__Set task__
From the listing below, report each line containing the word "outside", copying those lines in full. Case counts.

__Data shown__
--- start ---

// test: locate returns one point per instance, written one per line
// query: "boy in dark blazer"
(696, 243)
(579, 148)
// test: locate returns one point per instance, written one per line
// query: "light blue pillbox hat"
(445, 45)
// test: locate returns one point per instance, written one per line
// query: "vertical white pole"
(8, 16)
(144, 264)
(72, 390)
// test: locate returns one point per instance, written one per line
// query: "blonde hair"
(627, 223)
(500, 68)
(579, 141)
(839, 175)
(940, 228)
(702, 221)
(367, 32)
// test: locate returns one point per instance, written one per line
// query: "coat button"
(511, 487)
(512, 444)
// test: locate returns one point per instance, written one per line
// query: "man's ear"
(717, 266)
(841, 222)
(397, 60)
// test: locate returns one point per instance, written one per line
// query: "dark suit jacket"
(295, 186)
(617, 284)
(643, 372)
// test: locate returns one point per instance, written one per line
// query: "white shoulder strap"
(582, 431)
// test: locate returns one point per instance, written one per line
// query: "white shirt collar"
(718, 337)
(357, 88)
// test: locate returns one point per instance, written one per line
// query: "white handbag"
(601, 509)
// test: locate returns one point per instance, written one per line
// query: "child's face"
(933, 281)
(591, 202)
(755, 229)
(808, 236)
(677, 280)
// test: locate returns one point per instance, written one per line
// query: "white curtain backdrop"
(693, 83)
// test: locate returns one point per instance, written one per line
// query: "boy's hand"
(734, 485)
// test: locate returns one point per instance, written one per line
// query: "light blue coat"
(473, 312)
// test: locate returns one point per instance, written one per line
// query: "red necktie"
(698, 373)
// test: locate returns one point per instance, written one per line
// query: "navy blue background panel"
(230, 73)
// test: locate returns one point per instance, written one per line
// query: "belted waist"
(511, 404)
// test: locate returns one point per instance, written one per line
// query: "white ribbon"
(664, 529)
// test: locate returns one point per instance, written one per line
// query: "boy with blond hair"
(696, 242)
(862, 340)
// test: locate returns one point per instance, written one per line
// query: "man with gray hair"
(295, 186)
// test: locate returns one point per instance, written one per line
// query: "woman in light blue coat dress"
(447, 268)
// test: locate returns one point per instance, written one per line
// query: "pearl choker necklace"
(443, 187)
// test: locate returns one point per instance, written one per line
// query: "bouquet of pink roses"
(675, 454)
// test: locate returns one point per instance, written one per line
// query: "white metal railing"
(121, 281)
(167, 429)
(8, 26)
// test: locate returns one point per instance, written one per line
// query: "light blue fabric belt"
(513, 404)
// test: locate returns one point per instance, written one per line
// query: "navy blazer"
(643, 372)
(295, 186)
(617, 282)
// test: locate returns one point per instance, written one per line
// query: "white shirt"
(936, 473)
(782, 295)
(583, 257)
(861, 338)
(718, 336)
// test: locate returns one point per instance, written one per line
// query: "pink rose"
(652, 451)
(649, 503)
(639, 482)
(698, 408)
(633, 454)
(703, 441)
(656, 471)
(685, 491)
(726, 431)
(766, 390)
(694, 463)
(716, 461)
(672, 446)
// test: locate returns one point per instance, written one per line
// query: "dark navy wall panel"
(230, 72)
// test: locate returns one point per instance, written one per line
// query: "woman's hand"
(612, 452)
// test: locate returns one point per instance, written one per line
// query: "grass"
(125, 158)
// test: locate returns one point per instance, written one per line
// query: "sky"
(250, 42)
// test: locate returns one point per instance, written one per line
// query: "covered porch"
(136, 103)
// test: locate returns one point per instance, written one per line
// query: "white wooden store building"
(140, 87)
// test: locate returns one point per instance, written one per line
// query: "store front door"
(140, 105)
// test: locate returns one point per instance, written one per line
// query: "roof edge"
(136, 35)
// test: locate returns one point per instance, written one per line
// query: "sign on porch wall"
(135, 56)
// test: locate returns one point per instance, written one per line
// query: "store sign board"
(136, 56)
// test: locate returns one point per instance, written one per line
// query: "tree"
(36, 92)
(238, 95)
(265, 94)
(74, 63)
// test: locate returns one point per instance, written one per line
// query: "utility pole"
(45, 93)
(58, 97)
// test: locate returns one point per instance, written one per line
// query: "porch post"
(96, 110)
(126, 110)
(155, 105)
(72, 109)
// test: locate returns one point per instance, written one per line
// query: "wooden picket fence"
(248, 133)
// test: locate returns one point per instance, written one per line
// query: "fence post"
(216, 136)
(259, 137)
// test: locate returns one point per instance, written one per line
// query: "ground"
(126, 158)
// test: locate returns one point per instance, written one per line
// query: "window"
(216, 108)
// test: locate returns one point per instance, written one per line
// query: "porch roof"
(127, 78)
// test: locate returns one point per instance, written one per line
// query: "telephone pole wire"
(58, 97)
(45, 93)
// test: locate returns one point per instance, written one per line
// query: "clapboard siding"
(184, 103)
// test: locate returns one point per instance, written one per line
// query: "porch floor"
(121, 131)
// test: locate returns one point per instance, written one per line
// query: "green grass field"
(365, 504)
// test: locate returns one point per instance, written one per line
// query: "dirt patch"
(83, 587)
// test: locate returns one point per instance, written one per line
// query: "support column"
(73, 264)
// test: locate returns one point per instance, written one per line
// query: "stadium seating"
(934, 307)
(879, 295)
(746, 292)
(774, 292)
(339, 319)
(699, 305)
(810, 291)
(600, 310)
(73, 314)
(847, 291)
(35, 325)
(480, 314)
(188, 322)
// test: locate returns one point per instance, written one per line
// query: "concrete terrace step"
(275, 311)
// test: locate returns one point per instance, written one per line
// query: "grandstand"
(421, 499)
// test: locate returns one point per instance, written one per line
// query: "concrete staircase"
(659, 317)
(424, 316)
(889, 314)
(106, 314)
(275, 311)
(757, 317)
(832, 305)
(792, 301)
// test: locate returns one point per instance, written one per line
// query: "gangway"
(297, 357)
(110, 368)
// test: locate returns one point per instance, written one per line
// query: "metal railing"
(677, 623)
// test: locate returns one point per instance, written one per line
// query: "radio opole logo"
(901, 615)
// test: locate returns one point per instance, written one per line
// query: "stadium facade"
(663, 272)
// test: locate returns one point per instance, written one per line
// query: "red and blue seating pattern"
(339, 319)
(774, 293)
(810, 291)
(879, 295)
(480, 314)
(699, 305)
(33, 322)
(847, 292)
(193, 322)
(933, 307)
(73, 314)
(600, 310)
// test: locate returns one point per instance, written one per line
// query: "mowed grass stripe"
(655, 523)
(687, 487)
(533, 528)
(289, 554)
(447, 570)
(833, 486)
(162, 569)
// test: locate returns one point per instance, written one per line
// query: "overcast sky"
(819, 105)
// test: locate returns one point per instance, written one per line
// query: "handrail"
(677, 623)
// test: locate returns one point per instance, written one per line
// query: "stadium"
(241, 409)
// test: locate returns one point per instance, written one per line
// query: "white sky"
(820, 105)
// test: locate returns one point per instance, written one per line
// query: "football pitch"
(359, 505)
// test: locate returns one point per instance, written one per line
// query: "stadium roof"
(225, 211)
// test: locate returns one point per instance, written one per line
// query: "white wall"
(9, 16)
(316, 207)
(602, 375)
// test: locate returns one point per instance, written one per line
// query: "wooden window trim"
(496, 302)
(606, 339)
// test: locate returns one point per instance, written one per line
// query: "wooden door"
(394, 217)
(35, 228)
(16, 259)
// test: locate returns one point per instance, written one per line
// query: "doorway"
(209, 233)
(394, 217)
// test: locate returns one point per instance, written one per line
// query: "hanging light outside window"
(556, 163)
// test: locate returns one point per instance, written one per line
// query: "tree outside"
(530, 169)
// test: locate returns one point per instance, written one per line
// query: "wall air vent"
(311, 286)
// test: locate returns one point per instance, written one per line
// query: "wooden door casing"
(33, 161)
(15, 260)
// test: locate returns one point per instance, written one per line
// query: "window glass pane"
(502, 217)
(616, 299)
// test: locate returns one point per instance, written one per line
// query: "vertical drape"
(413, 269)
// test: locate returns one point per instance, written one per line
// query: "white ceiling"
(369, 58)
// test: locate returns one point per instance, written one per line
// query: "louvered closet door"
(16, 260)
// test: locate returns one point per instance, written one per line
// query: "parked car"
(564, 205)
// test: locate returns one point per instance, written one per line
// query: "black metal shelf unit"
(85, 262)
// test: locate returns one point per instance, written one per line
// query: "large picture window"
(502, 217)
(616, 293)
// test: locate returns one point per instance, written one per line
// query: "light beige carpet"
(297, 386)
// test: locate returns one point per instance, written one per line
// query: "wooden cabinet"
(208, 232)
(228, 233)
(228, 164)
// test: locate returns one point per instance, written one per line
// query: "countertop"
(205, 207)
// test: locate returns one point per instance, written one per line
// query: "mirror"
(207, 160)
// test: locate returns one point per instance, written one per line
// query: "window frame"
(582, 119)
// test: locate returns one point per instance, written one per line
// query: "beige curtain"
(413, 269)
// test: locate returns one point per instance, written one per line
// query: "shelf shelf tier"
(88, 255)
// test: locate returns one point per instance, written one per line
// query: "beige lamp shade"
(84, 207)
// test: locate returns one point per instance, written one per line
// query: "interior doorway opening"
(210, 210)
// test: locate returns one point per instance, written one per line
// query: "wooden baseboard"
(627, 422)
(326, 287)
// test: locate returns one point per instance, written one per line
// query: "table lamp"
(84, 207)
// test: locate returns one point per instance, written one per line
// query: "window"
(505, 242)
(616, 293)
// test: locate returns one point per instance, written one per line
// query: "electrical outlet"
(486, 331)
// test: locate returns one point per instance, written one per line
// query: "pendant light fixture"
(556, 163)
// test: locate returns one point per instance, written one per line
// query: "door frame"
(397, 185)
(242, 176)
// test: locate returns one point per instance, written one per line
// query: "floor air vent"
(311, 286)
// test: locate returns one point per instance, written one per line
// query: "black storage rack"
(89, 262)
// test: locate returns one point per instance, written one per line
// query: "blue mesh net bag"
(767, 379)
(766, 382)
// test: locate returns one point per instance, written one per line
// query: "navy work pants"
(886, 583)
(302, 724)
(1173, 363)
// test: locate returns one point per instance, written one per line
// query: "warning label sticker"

--- end ---

__Final answer__
// query: "hanging light outside window"
// query: "tree outside"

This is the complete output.